(Records from a data source)
════
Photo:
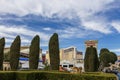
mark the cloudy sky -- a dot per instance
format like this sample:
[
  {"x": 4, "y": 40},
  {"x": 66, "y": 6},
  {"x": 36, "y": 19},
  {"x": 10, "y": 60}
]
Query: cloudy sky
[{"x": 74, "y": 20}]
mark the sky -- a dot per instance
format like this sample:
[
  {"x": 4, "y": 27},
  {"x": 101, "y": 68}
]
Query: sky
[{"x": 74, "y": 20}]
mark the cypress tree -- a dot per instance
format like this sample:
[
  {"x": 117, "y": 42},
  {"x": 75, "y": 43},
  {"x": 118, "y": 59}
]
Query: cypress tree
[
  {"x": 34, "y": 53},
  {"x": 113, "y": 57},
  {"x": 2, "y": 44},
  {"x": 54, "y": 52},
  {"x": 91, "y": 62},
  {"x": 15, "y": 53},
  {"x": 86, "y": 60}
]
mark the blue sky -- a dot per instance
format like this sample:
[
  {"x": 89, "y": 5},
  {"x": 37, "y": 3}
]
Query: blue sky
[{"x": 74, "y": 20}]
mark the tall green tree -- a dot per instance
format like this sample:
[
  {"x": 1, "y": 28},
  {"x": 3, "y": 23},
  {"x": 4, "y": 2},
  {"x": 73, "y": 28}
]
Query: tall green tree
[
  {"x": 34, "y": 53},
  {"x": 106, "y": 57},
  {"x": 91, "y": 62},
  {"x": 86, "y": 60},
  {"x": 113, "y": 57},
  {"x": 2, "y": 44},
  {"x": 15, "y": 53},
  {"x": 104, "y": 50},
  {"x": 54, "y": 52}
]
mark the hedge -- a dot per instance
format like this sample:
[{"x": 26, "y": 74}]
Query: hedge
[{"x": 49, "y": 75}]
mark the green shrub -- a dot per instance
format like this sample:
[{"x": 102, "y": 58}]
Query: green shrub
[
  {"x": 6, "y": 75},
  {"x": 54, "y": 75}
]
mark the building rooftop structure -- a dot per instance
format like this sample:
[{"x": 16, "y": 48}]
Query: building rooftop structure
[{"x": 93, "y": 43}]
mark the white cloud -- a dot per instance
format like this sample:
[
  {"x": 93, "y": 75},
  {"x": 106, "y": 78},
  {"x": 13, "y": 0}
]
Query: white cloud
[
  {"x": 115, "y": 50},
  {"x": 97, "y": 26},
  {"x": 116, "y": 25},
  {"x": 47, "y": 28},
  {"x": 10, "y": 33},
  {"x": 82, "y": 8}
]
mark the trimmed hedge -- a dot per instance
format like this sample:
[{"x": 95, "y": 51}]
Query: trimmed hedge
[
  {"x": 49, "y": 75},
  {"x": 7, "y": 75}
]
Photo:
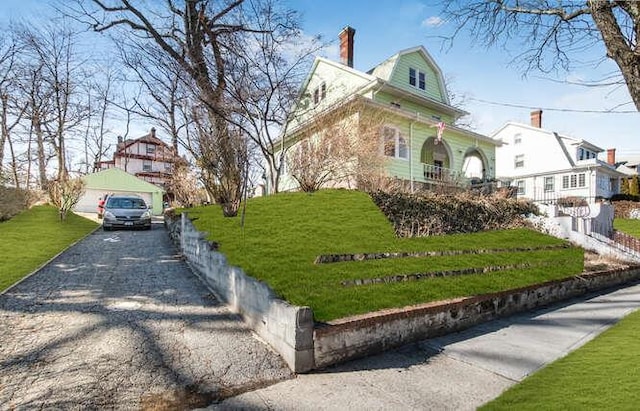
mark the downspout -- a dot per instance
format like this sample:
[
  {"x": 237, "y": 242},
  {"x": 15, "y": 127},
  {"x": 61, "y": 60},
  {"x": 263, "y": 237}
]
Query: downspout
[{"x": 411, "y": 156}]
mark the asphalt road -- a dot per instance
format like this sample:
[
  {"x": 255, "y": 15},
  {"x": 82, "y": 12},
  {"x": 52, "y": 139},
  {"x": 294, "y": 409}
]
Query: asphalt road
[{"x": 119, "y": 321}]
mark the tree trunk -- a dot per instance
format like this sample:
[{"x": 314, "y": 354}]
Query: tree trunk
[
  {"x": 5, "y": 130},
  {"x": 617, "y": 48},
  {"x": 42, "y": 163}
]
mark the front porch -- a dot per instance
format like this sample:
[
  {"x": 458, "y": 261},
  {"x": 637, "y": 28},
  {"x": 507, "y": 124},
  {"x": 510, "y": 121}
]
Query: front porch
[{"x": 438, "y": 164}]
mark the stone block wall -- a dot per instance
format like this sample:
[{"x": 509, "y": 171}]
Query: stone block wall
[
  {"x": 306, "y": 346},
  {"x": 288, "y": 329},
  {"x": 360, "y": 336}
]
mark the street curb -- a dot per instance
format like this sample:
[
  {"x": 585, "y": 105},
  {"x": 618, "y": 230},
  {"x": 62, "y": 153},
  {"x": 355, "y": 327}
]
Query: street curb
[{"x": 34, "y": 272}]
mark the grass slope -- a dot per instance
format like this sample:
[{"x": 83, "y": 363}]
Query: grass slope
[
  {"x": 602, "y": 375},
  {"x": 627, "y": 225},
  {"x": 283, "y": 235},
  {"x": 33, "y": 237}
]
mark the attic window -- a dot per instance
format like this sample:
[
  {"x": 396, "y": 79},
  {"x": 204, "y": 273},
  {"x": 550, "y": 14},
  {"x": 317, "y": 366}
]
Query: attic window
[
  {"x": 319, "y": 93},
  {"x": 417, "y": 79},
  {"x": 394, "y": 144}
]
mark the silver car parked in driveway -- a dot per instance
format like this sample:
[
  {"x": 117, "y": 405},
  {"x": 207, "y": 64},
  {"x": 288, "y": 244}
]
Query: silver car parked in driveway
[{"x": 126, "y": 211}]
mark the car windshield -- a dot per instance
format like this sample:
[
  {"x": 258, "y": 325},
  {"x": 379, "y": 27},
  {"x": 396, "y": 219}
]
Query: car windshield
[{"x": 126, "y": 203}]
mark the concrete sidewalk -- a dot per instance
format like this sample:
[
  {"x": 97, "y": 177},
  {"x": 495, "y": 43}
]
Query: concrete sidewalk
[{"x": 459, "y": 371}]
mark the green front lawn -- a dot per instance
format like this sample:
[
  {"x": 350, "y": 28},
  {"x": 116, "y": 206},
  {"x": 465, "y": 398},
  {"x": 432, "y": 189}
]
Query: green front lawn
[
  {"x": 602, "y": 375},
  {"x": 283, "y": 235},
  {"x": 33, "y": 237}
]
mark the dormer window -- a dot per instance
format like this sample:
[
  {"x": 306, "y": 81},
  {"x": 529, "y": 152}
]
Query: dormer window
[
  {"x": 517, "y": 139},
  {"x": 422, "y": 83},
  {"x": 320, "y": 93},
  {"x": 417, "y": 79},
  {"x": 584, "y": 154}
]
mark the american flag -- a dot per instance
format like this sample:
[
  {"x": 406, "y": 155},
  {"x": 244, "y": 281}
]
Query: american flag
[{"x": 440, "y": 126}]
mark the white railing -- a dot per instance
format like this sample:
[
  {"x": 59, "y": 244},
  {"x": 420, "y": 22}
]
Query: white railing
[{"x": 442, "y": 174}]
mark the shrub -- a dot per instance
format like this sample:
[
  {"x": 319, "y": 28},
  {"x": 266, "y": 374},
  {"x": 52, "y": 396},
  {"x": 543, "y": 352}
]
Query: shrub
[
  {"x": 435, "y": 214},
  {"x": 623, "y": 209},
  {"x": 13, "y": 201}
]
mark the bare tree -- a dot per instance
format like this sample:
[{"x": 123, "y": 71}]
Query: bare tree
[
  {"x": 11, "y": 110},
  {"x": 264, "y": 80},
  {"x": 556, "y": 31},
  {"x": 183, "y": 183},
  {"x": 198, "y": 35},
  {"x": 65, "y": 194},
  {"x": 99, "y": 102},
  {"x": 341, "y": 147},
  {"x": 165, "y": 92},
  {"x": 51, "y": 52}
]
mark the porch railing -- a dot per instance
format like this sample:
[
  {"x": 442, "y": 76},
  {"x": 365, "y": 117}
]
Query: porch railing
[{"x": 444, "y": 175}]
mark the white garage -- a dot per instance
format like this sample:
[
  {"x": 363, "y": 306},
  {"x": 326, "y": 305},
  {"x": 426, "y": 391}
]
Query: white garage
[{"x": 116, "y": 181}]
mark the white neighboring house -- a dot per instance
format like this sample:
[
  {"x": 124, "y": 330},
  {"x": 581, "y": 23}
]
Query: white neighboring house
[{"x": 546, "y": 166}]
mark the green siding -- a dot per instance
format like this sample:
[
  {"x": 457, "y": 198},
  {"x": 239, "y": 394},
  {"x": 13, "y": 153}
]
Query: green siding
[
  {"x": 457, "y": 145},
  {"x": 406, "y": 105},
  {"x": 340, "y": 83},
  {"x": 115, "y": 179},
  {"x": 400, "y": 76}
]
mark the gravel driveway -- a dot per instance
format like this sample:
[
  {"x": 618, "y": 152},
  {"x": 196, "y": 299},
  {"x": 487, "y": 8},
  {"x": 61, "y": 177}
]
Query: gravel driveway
════
### Your instructions
Give back, exactly and with nothing added, the lines from the line containing "mark the white neighboring" through the final line of the records above, both of them included.

### Task response
mark the white neighboring house -- a dot per instance
format like this sample:
[
  {"x": 124, "y": 330},
  {"x": 581, "y": 23}
]
Query: white neighboring house
[{"x": 546, "y": 166}]
mark the green siding -- a dot per instance
format like this sample:
[
  {"x": 457, "y": 198},
  {"x": 239, "y": 394},
  {"x": 13, "y": 153}
]
Query: green siding
[
  {"x": 457, "y": 145},
  {"x": 406, "y": 105},
  {"x": 340, "y": 83},
  {"x": 115, "y": 179},
  {"x": 400, "y": 76}
]
mark the gravel driveway -- a dot per instance
format like this sample:
[
  {"x": 618, "y": 152},
  {"x": 196, "y": 299},
  {"x": 487, "y": 8},
  {"x": 61, "y": 177}
]
Query: gravel driveway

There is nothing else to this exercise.